→ **Problem details**: Will you quote all of the entries, word for word?

───── Data ─────

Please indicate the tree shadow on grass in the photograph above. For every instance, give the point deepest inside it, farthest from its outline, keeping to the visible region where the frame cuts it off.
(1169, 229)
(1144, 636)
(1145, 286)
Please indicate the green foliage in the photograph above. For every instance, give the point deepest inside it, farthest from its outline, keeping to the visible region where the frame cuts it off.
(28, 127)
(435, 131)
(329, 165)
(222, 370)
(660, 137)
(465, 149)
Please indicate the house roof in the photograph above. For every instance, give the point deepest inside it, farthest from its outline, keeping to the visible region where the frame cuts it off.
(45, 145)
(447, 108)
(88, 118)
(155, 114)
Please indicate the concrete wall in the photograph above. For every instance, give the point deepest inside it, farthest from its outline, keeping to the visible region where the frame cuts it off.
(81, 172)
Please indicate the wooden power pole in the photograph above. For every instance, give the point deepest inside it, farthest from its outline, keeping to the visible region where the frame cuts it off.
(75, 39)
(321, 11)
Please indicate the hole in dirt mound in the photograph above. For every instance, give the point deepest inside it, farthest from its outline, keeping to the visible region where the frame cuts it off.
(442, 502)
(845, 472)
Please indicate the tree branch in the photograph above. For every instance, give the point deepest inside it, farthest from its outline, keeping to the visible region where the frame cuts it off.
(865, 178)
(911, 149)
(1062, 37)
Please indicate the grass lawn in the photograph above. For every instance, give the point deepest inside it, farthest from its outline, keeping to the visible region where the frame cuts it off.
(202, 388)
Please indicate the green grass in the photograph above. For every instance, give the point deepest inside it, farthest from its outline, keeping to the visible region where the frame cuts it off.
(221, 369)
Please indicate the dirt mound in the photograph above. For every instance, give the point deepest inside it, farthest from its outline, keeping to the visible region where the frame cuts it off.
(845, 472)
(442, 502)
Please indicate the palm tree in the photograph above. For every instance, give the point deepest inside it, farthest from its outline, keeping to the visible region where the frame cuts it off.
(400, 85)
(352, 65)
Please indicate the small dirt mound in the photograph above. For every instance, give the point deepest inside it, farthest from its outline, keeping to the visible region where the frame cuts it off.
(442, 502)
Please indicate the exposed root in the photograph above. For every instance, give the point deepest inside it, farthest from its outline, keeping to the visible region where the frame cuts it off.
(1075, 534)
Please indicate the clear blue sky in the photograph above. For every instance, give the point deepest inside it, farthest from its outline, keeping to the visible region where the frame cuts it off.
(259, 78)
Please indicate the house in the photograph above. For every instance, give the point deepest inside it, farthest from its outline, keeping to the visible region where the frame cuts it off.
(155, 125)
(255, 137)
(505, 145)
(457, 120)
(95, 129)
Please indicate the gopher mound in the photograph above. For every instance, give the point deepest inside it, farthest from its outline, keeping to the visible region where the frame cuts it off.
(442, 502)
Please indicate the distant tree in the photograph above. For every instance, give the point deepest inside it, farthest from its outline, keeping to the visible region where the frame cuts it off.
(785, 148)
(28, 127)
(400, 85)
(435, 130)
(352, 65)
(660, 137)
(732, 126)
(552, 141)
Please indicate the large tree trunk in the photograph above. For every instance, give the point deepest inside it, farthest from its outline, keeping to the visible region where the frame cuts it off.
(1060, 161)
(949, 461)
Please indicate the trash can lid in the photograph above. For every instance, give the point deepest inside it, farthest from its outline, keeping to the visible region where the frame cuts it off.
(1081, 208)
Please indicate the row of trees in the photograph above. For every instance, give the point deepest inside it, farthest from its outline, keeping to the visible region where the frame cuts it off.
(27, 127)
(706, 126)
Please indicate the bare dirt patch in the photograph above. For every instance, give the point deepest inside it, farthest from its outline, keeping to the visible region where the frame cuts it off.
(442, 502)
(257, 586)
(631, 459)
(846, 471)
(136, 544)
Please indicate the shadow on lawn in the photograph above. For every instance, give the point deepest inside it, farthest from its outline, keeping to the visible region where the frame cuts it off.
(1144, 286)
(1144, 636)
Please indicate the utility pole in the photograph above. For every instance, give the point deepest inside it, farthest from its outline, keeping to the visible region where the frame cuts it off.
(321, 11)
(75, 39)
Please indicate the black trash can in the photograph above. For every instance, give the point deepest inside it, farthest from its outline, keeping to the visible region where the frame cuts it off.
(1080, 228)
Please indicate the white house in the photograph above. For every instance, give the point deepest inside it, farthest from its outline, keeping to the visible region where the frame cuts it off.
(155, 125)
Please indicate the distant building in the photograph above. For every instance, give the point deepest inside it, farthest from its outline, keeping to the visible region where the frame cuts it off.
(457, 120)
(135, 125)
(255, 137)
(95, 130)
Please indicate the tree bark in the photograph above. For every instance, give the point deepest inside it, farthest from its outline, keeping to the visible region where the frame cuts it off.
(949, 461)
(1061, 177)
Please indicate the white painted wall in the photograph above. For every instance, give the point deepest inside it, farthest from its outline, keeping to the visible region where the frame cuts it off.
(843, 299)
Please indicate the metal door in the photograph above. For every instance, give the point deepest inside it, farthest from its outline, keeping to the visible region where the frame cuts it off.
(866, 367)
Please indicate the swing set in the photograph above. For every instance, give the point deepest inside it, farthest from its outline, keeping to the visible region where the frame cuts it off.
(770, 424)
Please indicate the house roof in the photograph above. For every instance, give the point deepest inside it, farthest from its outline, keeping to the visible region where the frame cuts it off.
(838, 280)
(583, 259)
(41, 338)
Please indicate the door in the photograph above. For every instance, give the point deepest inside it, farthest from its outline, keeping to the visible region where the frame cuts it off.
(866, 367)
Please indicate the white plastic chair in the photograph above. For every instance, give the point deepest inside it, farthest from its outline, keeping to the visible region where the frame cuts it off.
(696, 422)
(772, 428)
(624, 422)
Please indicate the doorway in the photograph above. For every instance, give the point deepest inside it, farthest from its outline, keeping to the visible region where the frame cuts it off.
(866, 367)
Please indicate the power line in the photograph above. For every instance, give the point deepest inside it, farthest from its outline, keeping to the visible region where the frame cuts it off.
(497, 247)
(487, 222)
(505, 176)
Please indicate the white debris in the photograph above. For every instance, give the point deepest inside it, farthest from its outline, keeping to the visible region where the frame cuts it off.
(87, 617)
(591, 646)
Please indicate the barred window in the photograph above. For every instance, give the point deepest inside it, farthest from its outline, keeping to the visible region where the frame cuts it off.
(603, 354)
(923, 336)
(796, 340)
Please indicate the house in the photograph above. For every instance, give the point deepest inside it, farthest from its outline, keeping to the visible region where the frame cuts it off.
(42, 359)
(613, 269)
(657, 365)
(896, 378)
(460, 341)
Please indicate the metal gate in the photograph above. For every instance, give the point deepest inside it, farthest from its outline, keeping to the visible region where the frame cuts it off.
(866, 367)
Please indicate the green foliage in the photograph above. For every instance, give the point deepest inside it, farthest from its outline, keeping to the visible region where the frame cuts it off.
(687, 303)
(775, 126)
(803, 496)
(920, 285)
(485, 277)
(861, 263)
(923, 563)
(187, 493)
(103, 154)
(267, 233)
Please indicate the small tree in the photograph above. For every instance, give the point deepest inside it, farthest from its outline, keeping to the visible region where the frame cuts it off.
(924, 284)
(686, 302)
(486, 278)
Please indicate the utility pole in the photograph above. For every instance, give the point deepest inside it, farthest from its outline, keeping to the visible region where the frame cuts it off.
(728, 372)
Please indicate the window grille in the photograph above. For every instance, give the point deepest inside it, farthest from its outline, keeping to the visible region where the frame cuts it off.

─────

→ **Solved problem**:
Please indicate the tree shadow on grass in the photograph above. For every instance, give the point deepest inside it, farthest from its outline, keeping to the visible region where the frame cuts it off.
(1169, 229)
(1144, 636)
(1145, 286)
Please indicate the green foliage in the photograph above. For every instance, give the point deepest inside it, farthest from its outline, keeping to the visible region where the frame cuts it off.
(28, 127)
(435, 131)
(329, 165)
(222, 370)
(660, 137)
(465, 149)
Please indicate the house roof in the photograph above. For every instance, give the point deepest inside it, farthest from its outline, keeping to the visible region where the frame cuts it off.
(45, 145)
(447, 108)
(88, 118)
(155, 114)
Please indicate the concrete wall in the photograph above. For every instance, give the point deepest inside it, farthest from its outline, keeping to the visible region where the frame cuts it off.
(81, 172)
Please indicate the wooden power pole in the photograph above. For every instance, give the point deepest inside it, farthest from its outline, keeping to the visible region where the frame cuts it off.
(75, 39)
(321, 11)
Please indicate the hole in dirt mound in the photograph above. For every instance, give the point deepest inside it, farthest from its outline, keeping to the visible region where the frame cuts it off.
(442, 502)
(845, 472)
Please indicate the tree branch in the photograph above. For every instance, give the point deepest inside it, farthest from its outline, keeping to the visible region where the frame cuts it off.
(865, 178)
(911, 149)
(1062, 37)
Please indicate the grass lawn in the photograph above. For every instance, give the point deepest inside it, farthest from its outline, keeping to the visible region where the frame cuts it off.
(202, 388)
Please indicate the green grass in the photograph above. For every instance, give the point deepest inside it, farthest from its outline, keeping to the visible region where the frame cuts it off.
(221, 369)
Please indicate the dirt mound in the photograph above. For every instance, give the point deepest inside it, farthest from its outline, keeping to the visible region where the frame cuts it off.
(845, 472)
(442, 502)
Please indicate the palm tree in the photograph above. For every instance, give the point deepest inside it, farthest from its outline, keeping to the visible region where the frame cuts it off.
(400, 85)
(352, 65)
Please indicate the small dirt mound in the photograph above. For every instance, give the point deepest inside it, farthest from its outline, keeping to the visible region where the frame cuts it off.
(442, 502)
Please indicate the exposed root in the photograph above. For every instance, give the point deepest inside it, farthest from its outline, keeping to the visible region where the frame cuts it off.
(1075, 534)
Please indicate the clear blue sky in the photograph above. For every instance, give the point deepest inside it, farthest from its outline, keeping to the visible region where the frame cuts it off.
(259, 78)
Please indicate the house in the photograph above. For every instance, give the point deepest inside it, farthest from its outline, keeping to the visible region where the frame cuts it off.
(155, 125)
(255, 137)
(505, 145)
(457, 120)
(95, 129)
Please indicate the gopher mound in the photograph above. For every instance, give the point deepest inside it, farthest from its outline, keeping to the visible region where the frame cuts it off.
(442, 502)
Please indicate the distant tree in the photograph above. For every instance, give the point deepest inside it, farthest from its outline, keeping to the visible region where the frame cuts it off.
(785, 148)
(28, 127)
(400, 85)
(435, 130)
(352, 65)
(660, 137)
(732, 126)
(552, 141)
Please indicate the large tree trunk in the photograph above. For every instance, give the point deepest inside it, farthest from its outline, keeping to the visible region where the frame cuts it off.
(1060, 161)
(949, 461)
Please indicate the trash can lid in the photograph above. For every instance, give the point deepest inside it, farthest from its outline, keeping to the visible region where the frame cuts it off.
(1081, 208)
Please indicate the row of trees in the photograph above. For every instance, give the point deepest inside it, farthest from its outline, keeping to the visible region where the frame cuts it off.
(27, 127)
(706, 126)
Please indicate the bare dirt patch in the photograph above. For every instance, give the point deepest inside it, farthest from its outline, keeping to the visible region where the frame cuts it off.
(442, 502)
(257, 586)
(631, 459)
(846, 471)
(136, 544)
Please indicate the shadow on lawn in the photograph above. For every instance, give the point deepest inside it, farthest from its outline, keeping to the visible region where the frame cuts it off.
(1144, 286)
(1144, 636)
Please indicate the utility pole in the photograph above. For every instance, give the point deepest inside it, farthest from its outline, keeping to the visible region where the frame cuts it off.
(321, 11)
(75, 39)
Please indicate the black trash can in the photograph above. For every instance, give the point deepest inside it, farthest from its outline, keeping to the visible region where the frame cuts it off.
(1080, 228)
Please indicate the white house in the photograph above. For every instance, give the point deepest inside it, farthest from its outline, keeping to the visible region where the frame cuts it off.
(155, 125)
Please indicate the distant building in the photograph above. For every instance, give the point deepest inside it, farthest from its outline, keeping to the visible region where the frame cuts it off.
(457, 120)
(135, 125)
(255, 137)
(95, 130)
Please indicate the tree bark in the photograph above. For every instance, give the point deepest inside it, farthest from its outline, keeping to the visible region where the frame cuts it off.
(949, 461)
(1061, 177)
Please indicate the white painted wall in the photograph above. For every instance, give the point deepest inside it, farthest from its outline, keeping to the visible region where the frame cuts it off.
(843, 299)
Please indicate the metal door in the photograph above. For every instance, give the point deepest inside it, farthest from its outline, keeping to the visible region where the frame cuts it off.
(866, 367)
Please indicate the swing set in the photograph above. For every instance, give the point deepest inside it, farthest from its outline, keeping to the visible region where the frame cuts it off.
(770, 424)
Please indicate the house roof in the photograph above. For every instance, give the point deepest inside it, farthest from its outline, keeping to the visible region where the frame cuts it off.
(838, 280)
(583, 259)
(41, 338)
Please indicate the door in the photograph above. For every instance, give the point deepest inside it, farthest from its outline, keeping to the visible region where the frame cuts it off.
(866, 367)
Please indicate the white plastic chair in the photograph above. For every instance, give the point deepest inside it, farthest from its outline, keeping to the visible region where the frame cuts it off.
(696, 422)
(772, 428)
(624, 422)
Please indicate the doorway in the photograph above. For every instance, give the point deepest inside it, farthest from its outline, keeping to the visible region where the frame cuts it off.
(866, 367)
Please indicate the power line in the photograph above. For every instance, give the point deepest inside it, farthest from its outline, keeping to the visible region where the frame cuts it off.
(497, 247)
(487, 222)
(505, 176)
Please indicate the white debris in the photograph above. For every instance, give the point deepest inside it, farthest from its outline, keeping to the visible region where the frame cuts it off.
(87, 617)
(591, 646)
Please indicate the barred window in the photograph above. For every instance, give the point deepest inside it, farthest from its outline, keeping to the visible region where the frame cuts it off.
(603, 354)
(923, 336)
(796, 340)
Please indicate the house in the photograph above. For every instance, give the point deepest inside it, farthest from its outline, keeping to the visible region where the frame cuts it off.
(42, 359)
(613, 269)
(657, 365)
(896, 378)
(460, 341)
Please indicate the metal gate in the photograph above. For every instance, give the point deepest inside it, farthest from its outline, keeping to the visible region where the frame cuts it off.
(866, 367)
Please indicate the green foliage in the photograph above. For every instance, give the point deepest inside it, farthest from its outline, keeping to the visible region where the frame cuts it off.
(687, 303)
(775, 126)
(803, 496)
(920, 285)
(485, 277)
(861, 263)
(923, 563)
(187, 493)
(103, 154)
(267, 233)
Please indicate the small tree in the photograph above. For every instance, give the point deepest inside it, farthest from its outline, keeping to the visible region where the frame cuts it off.
(924, 284)
(686, 302)
(486, 278)
Please indicate the utility pole in the photograph above. For every instance, give the point deepest inside it, farthest from its outline, keeping to the visible region where the frame cuts it off.
(728, 372)
Please indicate the window grille in the photograph above. For every instance, give the point deepest inside it, farthest from its outline, keeping to the visible region where the frame cuts it off.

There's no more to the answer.